**Textausschnitt**
◇ ◇ ◇
Verweigert der Versicherte die ärztliche Untersuchung ohne berechtigten Grund, so darf ohne die für erforderlich gehaltene Untersuchung nach Lage der im übrigen ausreichend geklärten Akten nur entschieden werden, wenn er nachweislich die Aufforderung zur Untersuchung erhalten hat und ihm die Folgen einer unbegründeten Weigerung angedroht sind. Es ist jedoch nicht zulässig, allein wegen der Weigerung des Versicherten, sich untersuchen zu lassen, in jedem Falle von vornherein auf jede Beweiserhebung zu verzichten und auch den Versuch zu unterlassen, ein Gutachten nach Lage der bereits vorhandenen ärztlichen Untersuchungsbefunde und Gutachten zu erstellen, deren Beiziehung möglich gewesen wäre, oder ohne die behandelnden Ärzte des Versicherten bzw. die von ihm selbst angegebenen Ärzte anzuhören (vgl. Brackmann, Handbuch der Sozialversicherung, Bd. III S. 672 sowie Bd. II S. 244 k VII). Das Bundessozialgericht (BSG) hat bereits ausgesprochen, daß das Gericht seine Aufklärungspflicht (§ 103 SGG) verletzt, wenn es, ohne festzustellen, ob es für die Erstattung eines weiteren Gutachtens einer erneuten Untersuchung des Beschädigten bedarf, allein wegen der Weigerung des Beschädigten, sich erneut untersuchen zu lassen, von der Einholung eines Gutachtens über medizinische Fragen absieht (BSG in SozR Nr. 43 zu § 103 SGG).

In dem vorliegenden Fall hat der Kläger seinem Schreiben vom 29. Dezember 1966 an die BfA eine auszugsweise Abschrift des Bescheides des Versorgungsamts (VersorgA) B vom 13. Dezember 1966 über die von diesem anerkannten Schädigungsfolgen beigefügt. Das LSG hätte ohne Beiziehung der Akten des VersorgA die Sachaufklärung nicht als erschöpft ansehen dürfen. Das LSG hätte prüfen müssen, ob sich die Erwerbsunfähigkeit des Klägers aus den ärztlichen Befunden und Beurteilungen ergeben konnte, die sich in den Strafakten und in den Akten des VersorgA befinden, worauf der Kläger sich berufen hat (Bl. 2 und 8 LSG-Akten).

Schließlich hat sich der Kläger zum Beweis für seine Erwerbsunfähigkeit - so müssen seine Ausführungen in seiner Klageschrift (Bl. 5 und 8 LSG-Akten) aufgefaßt werden - auf die Stellungsnahmen der Ärzte Dr. K und Dr. G II, beide in G, bezogen. Er hat sich bereit erklärt, Dr. G II von der ärztlichen Schweigepflicht zu entbinden. Er hat des weiteren ärztliche Bescheinigungen des Dr. G (Lungenfacharzt) vom 24. Januar 1967 und des Dr. K (praktischer Arzt) vom 21. Januar 1967 in Abschrift vorgelegt (Bl. 22 LSG-Akten). In seinem Schriftsatz vom 1. Januar 1968 hat er nochmals erklärt, daß das LSG von Dr. G II ein Gutachten erhalten könne, wenn ein entsprechender Auftrag erteilt werde (Bl. 54 LSG-Akten).
◇ ◇ ◇
**Datenliste**

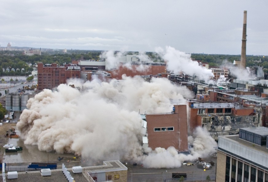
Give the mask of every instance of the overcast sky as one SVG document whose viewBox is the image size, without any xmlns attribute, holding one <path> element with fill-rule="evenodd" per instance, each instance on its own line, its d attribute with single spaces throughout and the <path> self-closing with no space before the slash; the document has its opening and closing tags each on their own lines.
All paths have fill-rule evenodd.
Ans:
<svg viewBox="0 0 268 182">
<path fill-rule="evenodd" d="M 0 45 L 41 48 L 268 55 L 268 1 L 0 1 Z"/>
</svg>

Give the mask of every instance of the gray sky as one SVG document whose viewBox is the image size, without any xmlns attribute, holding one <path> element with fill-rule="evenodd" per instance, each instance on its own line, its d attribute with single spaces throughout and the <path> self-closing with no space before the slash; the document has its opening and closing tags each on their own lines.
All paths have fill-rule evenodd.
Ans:
<svg viewBox="0 0 268 182">
<path fill-rule="evenodd" d="M 0 45 L 37 48 L 267 55 L 268 1 L 0 1 Z"/>
</svg>

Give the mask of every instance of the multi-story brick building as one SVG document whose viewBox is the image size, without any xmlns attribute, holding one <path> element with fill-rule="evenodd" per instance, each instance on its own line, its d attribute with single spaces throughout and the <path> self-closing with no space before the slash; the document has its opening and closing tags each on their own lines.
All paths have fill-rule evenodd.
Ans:
<svg viewBox="0 0 268 182">
<path fill-rule="evenodd" d="M 262 126 L 257 105 L 247 102 L 189 102 L 189 127 L 205 128 L 216 140 L 220 135 L 238 133 L 239 128 Z"/>
<path fill-rule="evenodd" d="M 268 128 L 240 130 L 219 137 L 216 182 L 268 181 Z"/>
<path fill-rule="evenodd" d="M 70 78 L 80 78 L 80 68 L 76 65 L 59 66 L 56 63 L 38 63 L 37 67 L 38 89 L 52 89 L 60 84 L 66 83 Z"/>
<path fill-rule="evenodd" d="M 186 105 L 176 105 L 170 113 L 146 114 L 149 147 L 173 146 L 180 152 L 188 151 L 186 113 Z"/>
</svg>

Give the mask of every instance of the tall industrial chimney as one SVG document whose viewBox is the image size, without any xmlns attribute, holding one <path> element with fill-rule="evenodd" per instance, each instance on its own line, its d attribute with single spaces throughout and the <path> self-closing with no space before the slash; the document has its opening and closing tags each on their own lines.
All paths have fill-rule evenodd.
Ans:
<svg viewBox="0 0 268 182">
<path fill-rule="evenodd" d="M 246 47 L 247 41 L 247 11 L 244 11 L 244 21 L 243 22 L 243 34 L 242 36 L 242 48 L 240 67 L 246 68 Z"/>
</svg>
◇ ◇ ◇
**Aufgaben**
**a)** Entscheiden Sie für jede der folgenden Aussagen, ob sie mit dem Textausschnitt über die verweigerte ärztliche Untersuchung übereinstimmt, und belegen Sie jede Antwort mit Ja oder Nein und den entscheidenden Worten des Textes im genauen Wortlaut. (i) Der Kläger hat seinem Schreiben vom 29. Dezember 1966 an die BfA eine auszugsweise Abschrift eines Bescheides des Versorgungsamts beigefügt. (ii) Dr. K ist Lungenfacharzt. (iii) Wegen der Weigerung des Versicherten, sich untersuchen zu lassen, darf in jedem Falle von vornherein auf jede Beweiserhebung verzichtet werden.
**b)** Führen Sie den Textausschnitt über die verweigerte ärztliche Untersuchung im selben Stil ab dem Ende seines letzten Satzes fort.

**Lösungen**
**a)**
(i) Ja: „In dem vorliegenden Fall hat der Kläger seinem Schreiben vom 29. Dezember 1966 an die BfA eine auszugsweise Abschrift des Bescheides des Versorgungsamts (VersorgA) B vom 13. Dezember 1966 über die von diesem anerkannten Schädigungsfolgen beigefügt.“
(ii) Nein: „ärztliche Bescheinigungen des Dr. G (Lungenfacharzt) vom 24. Januar 1967 und des Dr. K (praktischer Arzt) vom 21. Januar 1967“
(iii) Nein: „Es ist jedoch nicht zulässig, allein wegen der Weigerung des Versicherten, sich untersuchen zu lassen, in jedem Falle von vornherein auf jede Beweiserhebung zu verzichten“

**b)**
Es ist nicht auszuschließen, daß anhand der in den Akten des VersorgA und in den Strafakten vorhandenen ärztlichen Befunde und Gutachten Rückschlüsse zur Feststellung der Erwerbsunfähigkeit des Klägers gezogen werden können. Es ist des weiteren möglich, daß die vom Kläger angegebenen Ärzte für die Beurteilung seiner Erwerbsfähigkeit ausreichende Beweise hätten vorbringen können. Das LSG hätte im Rahmen seiner Pflicht, den Sachverhalt von Amts wegen zu erforschen, diese möglichen Beweise erheben müssen. Der gerügte Mangel einer Verletzung des § 103 SGG liegt mithin im Verfahren des LSG vor.

Da die Revision schon aus diesem Grunde gemäß § 162 Abs. 1 Nr. 2 SGG statthaft ist, bedarf es keiner weiteren Prüfung, ob auch die weiteren, von der Revision vorgebrachten Verfahrensrügen durchgreifen.

Die hiernach zulässige Revision ist auch begründet, da nicht auszuschließen ist, daß das LSG zu einem anderen Ergebnis gelangt wäre, wenn es gesetzmäßig verfahren wäre. Das angefochtene Urteil ist deshalb aufzuheben. Dem Berufungsgericht muß zunächst Gelegenheit gegeben werden, die erforderlichen Ermittlungen zur Aufklärung des Sachverhalts durchzuführen. Hierfür muß die Sache gemäß § 170 Abs. 2 SGG an das LSG zurückverwiesen werden.

Bei seiner das Verfahren abschließenden Entscheidung wird das LSG auch über die Erstattung von außergerichtlichen Kosten des Revisionsverfahrens zu entscheiden haben.